Rewrite the stretch of the records below that opens with the line containing "black chair, returned" and closes with the line containing "[[359, 204], [328, 199], [516, 163]]" as a Markdown table with the columns Row and Line. Give each line its own numbered row and leave out blank lines.

※

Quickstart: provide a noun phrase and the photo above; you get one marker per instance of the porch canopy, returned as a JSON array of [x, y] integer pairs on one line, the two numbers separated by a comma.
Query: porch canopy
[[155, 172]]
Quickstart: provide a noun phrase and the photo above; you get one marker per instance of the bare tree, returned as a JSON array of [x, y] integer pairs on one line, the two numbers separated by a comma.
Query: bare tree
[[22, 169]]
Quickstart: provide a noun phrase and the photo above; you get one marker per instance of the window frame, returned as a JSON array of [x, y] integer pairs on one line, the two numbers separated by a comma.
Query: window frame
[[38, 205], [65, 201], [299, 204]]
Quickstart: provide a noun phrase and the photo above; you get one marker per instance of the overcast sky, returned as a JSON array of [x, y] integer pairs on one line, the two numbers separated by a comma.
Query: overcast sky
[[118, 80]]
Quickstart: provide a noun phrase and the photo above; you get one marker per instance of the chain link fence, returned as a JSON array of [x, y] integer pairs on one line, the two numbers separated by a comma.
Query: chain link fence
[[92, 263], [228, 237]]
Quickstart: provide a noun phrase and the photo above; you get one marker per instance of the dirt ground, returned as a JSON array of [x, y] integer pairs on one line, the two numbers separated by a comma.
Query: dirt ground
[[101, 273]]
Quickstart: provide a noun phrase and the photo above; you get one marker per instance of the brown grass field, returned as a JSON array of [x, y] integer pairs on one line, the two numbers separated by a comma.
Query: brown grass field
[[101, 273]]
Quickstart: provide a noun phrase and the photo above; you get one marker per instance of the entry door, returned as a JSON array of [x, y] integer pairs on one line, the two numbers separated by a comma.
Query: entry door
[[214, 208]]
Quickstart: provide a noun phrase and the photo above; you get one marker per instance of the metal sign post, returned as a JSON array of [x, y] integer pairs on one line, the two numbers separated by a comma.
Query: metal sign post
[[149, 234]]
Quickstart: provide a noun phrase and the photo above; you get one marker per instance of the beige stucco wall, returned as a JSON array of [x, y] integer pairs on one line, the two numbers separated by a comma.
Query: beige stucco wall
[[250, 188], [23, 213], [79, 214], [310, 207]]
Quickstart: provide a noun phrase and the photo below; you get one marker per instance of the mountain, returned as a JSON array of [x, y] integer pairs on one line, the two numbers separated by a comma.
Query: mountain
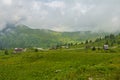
[[22, 36]]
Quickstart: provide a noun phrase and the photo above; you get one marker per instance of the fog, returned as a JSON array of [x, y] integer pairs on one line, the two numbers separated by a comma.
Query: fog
[[62, 15]]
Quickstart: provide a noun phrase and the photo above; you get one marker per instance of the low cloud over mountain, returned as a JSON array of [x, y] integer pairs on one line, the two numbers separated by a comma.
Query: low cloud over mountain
[[62, 15]]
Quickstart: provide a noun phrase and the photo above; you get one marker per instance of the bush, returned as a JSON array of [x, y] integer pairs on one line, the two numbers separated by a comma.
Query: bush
[[6, 52]]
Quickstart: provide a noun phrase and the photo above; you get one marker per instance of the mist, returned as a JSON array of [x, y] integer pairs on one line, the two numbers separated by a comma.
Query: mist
[[62, 15]]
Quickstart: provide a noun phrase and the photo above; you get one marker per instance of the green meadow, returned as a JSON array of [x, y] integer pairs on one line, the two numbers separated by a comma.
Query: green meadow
[[61, 64]]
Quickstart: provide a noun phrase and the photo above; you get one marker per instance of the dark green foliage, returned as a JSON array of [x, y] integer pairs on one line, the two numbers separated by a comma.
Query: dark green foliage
[[6, 52], [93, 48]]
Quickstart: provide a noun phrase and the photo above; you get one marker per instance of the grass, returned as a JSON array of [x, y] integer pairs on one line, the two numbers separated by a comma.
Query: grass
[[63, 64]]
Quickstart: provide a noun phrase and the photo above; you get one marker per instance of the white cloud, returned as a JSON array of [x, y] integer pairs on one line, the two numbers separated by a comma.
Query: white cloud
[[75, 14], [55, 4], [7, 2]]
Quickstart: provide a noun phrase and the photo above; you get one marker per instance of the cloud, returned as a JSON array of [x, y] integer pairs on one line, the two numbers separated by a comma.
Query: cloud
[[62, 15]]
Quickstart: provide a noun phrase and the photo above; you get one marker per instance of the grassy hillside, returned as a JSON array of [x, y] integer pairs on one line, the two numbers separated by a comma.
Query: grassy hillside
[[62, 64], [22, 36]]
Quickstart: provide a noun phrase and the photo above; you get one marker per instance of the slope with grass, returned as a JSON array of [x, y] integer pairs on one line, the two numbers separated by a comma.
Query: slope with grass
[[62, 64], [22, 36]]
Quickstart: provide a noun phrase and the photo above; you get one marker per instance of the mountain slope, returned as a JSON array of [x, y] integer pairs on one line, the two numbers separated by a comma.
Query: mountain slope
[[22, 36]]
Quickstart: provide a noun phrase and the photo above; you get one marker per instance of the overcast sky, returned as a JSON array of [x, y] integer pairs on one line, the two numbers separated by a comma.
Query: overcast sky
[[62, 15]]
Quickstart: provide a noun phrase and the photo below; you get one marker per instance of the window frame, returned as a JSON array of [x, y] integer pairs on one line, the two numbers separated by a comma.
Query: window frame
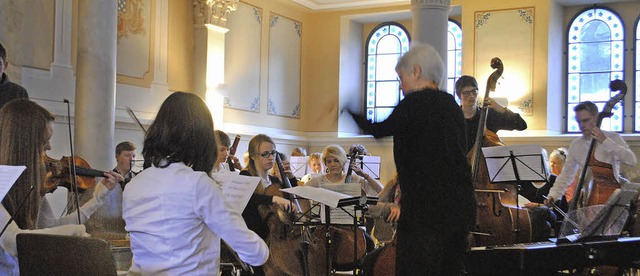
[[366, 63], [569, 112]]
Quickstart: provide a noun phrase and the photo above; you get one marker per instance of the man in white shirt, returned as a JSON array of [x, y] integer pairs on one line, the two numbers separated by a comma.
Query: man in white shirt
[[610, 148]]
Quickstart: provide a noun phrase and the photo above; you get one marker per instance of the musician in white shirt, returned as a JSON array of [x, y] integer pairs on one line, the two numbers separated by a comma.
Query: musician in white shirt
[[610, 148], [175, 212]]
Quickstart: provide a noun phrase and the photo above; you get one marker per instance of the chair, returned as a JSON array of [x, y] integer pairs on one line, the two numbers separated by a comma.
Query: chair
[[40, 254]]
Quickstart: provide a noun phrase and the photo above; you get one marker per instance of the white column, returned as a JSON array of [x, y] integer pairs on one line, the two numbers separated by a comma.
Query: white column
[[95, 84], [61, 66], [430, 19], [160, 83], [210, 18]]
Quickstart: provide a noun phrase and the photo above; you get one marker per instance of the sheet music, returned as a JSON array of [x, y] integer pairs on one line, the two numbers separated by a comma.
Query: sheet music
[[8, 176], [371, 165], [236, 188], [299, 165], [323, 196], [530, 163]]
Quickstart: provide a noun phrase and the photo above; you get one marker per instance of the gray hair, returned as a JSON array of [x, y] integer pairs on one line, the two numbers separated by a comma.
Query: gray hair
[[429, 61]]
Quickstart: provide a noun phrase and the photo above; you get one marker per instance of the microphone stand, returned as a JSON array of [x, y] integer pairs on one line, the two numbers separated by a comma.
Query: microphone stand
[[19, 207], [72, 168]]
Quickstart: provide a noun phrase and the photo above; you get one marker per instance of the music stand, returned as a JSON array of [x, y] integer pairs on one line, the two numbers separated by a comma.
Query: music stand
[[332, 200], [371, 165], [516, 163]]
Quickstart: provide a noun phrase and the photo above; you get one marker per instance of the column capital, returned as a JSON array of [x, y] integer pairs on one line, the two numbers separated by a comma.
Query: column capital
[[431, 4], [213, 12]]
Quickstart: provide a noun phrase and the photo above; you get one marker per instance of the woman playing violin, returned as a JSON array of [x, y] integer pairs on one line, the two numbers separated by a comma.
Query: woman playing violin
[[26, 129], [499, 117], [262, 151], [335, 159]]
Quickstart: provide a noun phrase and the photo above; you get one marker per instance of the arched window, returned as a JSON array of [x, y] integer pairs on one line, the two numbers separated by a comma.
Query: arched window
[[454, 56], [594, 58], [386, 43], [637, 90]]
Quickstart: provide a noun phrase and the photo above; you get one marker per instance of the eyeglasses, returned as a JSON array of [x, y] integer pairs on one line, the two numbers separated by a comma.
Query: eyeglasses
[[266, 154], [469, 92]]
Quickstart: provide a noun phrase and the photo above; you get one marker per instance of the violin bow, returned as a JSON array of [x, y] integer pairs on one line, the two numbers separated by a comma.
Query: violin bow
[[72, 168]]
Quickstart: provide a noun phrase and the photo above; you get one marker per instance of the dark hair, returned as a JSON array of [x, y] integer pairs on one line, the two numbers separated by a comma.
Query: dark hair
[[125, 146], [23, 138], [180, 132], [222, 138], [588, 106], [465, 81], [3, 53]]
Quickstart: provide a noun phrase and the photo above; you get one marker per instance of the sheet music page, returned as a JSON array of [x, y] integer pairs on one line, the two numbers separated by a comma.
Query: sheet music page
[[8, 176], [371, 165], [529, 159], [299, 165], [323, 196], [236, 188]]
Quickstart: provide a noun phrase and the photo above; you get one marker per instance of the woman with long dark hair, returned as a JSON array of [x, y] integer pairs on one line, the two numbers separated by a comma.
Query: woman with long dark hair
[[25, 131], [174, 212]]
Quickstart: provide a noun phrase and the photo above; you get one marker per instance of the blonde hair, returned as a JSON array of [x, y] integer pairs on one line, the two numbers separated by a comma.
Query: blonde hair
[[334, 151]]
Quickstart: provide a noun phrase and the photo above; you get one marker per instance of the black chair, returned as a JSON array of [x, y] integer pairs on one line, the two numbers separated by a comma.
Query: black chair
[[40, 254]]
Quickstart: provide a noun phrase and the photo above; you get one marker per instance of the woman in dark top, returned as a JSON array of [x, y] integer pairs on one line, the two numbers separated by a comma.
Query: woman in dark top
[[262, 152], [498, 117]]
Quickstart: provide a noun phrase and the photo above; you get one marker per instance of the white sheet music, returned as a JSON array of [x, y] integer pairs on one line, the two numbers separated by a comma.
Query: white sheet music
[[236, 188], [371, 165], [530, 162], [8, 176], [299, 165], [331, 199]]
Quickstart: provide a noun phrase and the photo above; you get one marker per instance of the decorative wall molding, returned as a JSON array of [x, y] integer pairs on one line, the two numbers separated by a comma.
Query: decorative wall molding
[[213, 11], [431, 3]]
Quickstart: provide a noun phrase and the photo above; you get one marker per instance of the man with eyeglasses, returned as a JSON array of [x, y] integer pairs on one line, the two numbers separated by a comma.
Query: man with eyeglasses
[[610, 149], [498, 117]]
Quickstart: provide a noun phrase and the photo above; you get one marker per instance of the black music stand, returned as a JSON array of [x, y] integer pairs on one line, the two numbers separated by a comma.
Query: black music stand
[[359, 204], [328, 199], [516, 163]]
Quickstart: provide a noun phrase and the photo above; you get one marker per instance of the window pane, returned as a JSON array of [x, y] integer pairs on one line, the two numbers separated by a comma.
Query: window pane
[[385, 45], [387, 93], [595, 30], [389, 45], [595, 87], [595, 57], [386, 65], [383, 113]]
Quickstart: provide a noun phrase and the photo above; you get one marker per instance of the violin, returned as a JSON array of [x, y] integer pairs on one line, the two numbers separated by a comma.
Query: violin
[[59, 173]]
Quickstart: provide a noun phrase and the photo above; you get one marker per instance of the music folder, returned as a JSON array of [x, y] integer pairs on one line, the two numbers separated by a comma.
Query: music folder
[[339, 203]]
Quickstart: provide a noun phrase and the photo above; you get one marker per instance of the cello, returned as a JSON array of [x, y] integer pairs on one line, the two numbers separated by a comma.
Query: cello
[[293, 249], [604, 182], [497, 221]]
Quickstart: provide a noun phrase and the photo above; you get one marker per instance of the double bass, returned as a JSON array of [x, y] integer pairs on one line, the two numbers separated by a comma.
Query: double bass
[[497, 221], [604, 182]]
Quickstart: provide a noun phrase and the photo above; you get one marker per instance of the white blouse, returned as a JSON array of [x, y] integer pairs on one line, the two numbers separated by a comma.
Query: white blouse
[[47, 223], [176, 217]]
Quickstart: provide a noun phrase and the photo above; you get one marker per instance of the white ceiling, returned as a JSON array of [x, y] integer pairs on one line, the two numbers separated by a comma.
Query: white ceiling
[[339, 4]]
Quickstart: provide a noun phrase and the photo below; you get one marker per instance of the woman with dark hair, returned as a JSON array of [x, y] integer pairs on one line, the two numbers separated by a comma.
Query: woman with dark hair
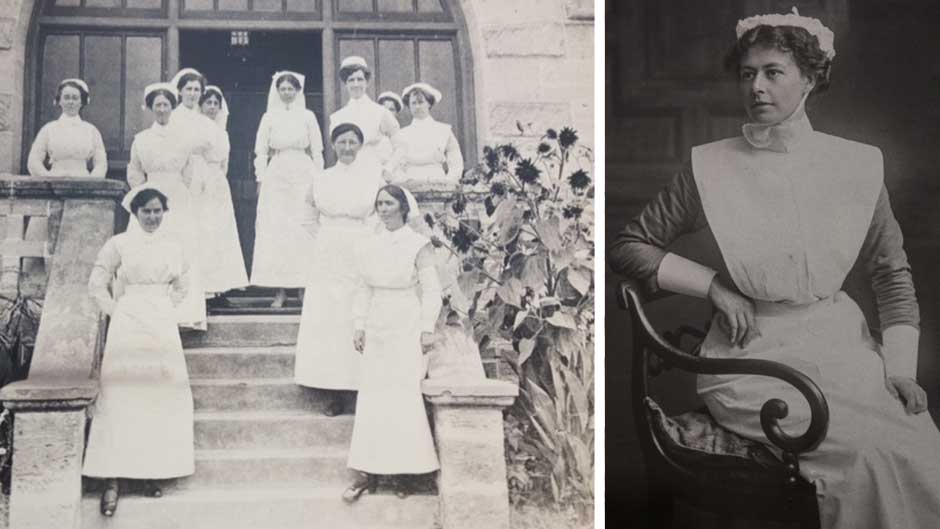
[[142, 426], [792, 210], [426, 146], [221, 263], [290, 135], [394, 316], [373, 119], [69, 144], [339, 216], [71, 147], [160, 156]]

※

• **WRITTEN SOLUTION**
| Row | Line |
|---|---|
| 1 | Quickstart: provide a noun phrase and the photo above; you get one marker per instance of the black chair, returned as a JSON array of [x, y] integer pairs on one line, the two numbers separated by a comma. |
| 2 | Query: black chair |
| 3 | [[40, 254]] |
| 4 | Quickstart: provide a noun phrase and the photo above; you get one marker per instance of the woman in dark top, returned as a JSON array of [x, y] integer pairs on one line, the two numbers separated by a comma. |
| 5 | Query: woman in dark top |
| 6 | [[262, 152], [498, 117]] |
| 7 | Quickstart: provide a noun phrase and the photo above; you get one marker per instance of the white sheet music, returned as a JSON array of [x, y] integer pairs on one line, the two numbers separated by a comma. |
| 8 | Query: white sheet music |
| 9 | [[236, 188], [371, 165], [530, 162], [8, 176], [299, 165], [331, 199]] |
| 10 | Quickstart: provide a noun phrase and the photo above; you get one marker per instance of the decorative wall molding, returned as a JSON array of [x, y] integer pairs on one line, the two numbers separated by a comma. |
| 11 | Query: decorative wall molding |
| 12 | [[213, 11], [431, 3]] |
| 13 | Quickstart: provide a noun phrase and the photo above; you get one marker per instance of the man with eyeglasses, returned as a JSON array of [x, y] integer pairs on one line, the two numbers separated by a comma. |
| 14 | Query: man with eyeglasses |
| 15 | [[610, 149], [498, 117]] |
| 16 | Quickstart: provide a noun phrase and the photo above; you get one marker per instance of the black music stand, returned as a JSON array of [x, y] integer pairs on one line, the two numbers separated by a comma. |
| 17 | Query: black music stand |
| 18 | [[359, 204], [328, 199], [516, 163]] |